To be done →
Extend the passage below on China's requirement for Web-filtering software, picking up right after its final sentence.

Quoted text →
[start]

Section 3.3.3: China requires Web filtering software
The Chinese government announced that all PCs sold in China must come with a specific Web-filtering software program (Green Dam Youth Escort) distributed by a Chinese company. The claimed purpose is to protect young people from pornography. Free-speech advocates and many Chinese people objected that the software could be used to block political sites and collect information on people's use of the Web. The software, including the list of blocked sites, would be updated automatically over the Web by the company.
Opposition from PC makers, international advocacy groups, and Chinese people was so strong that the Chinese government first delayed the deadline for mandatory inclusion of the software, and later said that installation of the software was intended to be voluntary. Several PC companies in China and Taiwan began including the software with their PCs.

[end]

(Location identification entries)
[start]

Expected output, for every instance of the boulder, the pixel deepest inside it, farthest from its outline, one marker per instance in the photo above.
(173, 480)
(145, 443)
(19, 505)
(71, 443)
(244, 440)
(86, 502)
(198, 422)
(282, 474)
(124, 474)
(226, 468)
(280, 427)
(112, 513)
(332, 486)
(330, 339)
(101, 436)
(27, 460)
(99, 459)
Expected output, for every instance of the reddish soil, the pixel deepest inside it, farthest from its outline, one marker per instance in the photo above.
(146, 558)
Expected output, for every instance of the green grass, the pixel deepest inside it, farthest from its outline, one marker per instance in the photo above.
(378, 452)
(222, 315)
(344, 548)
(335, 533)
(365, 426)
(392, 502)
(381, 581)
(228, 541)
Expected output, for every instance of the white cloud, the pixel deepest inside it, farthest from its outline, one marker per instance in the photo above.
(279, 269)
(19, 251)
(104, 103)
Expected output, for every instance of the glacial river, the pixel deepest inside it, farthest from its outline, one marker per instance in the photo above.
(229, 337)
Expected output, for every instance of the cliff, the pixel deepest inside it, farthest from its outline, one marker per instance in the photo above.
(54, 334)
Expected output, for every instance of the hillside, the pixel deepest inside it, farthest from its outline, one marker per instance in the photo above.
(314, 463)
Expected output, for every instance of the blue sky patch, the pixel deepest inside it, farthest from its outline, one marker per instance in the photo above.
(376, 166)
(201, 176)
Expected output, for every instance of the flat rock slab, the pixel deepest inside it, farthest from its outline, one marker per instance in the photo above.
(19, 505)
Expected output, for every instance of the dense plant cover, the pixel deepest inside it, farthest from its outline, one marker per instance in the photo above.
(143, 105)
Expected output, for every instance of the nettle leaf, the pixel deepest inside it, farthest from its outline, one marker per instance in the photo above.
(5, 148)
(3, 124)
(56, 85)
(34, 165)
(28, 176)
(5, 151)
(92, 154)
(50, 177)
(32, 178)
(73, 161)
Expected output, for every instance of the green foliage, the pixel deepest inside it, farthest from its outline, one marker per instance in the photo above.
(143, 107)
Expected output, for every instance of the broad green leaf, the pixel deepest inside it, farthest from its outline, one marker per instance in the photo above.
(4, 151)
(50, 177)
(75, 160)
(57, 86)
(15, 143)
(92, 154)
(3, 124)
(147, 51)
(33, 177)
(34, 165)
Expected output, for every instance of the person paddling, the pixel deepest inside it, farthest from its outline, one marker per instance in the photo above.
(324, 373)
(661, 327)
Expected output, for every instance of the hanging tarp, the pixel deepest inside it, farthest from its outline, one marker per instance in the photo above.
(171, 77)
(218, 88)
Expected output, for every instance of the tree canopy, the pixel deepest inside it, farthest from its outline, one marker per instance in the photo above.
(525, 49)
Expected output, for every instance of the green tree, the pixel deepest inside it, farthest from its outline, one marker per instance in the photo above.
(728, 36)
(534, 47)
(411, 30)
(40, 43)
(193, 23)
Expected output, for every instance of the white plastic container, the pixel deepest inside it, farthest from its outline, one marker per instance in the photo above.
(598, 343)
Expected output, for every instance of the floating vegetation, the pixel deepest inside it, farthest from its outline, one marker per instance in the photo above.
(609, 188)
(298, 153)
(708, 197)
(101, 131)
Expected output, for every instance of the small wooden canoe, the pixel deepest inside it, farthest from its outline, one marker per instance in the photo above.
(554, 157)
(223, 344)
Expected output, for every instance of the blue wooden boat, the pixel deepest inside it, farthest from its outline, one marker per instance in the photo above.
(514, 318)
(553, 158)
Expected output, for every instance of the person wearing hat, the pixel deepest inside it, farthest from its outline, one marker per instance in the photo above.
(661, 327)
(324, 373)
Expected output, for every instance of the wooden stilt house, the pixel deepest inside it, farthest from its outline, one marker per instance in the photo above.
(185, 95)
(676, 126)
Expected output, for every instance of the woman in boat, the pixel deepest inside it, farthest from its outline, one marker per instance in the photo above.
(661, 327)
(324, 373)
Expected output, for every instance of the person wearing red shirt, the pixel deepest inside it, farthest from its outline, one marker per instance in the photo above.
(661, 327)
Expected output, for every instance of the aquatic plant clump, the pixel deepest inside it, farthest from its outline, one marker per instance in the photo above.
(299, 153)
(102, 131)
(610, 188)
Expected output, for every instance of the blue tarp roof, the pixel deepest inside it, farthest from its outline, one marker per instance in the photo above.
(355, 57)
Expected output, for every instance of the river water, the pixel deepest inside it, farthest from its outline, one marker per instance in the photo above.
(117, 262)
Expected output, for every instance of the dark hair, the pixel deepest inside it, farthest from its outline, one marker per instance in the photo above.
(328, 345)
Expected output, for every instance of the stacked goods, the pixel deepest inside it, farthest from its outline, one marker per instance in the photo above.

[end]

Output of the exercise →
In an odd twist, a California company that makes filtering software (Solid Oak Software) examined the Green Dam code and found that it includes sections of the company's CyberSitter product, in violation of copyright. Solid Oak planned to get an injunction preventing U.S. companies from shipping the Green Dam program. (May - Aug., 2009)

Section 3.3.3
In December 2007, China's government announced a policy that all new video sites must be owned or controlled by the government. Then they said they might allow private sites to operate if they comply with the government's content restrictions. In June 2008, the popular video site 56.com shut down. Many in China believe the government was responsible for shutting it. (June 20, 2008)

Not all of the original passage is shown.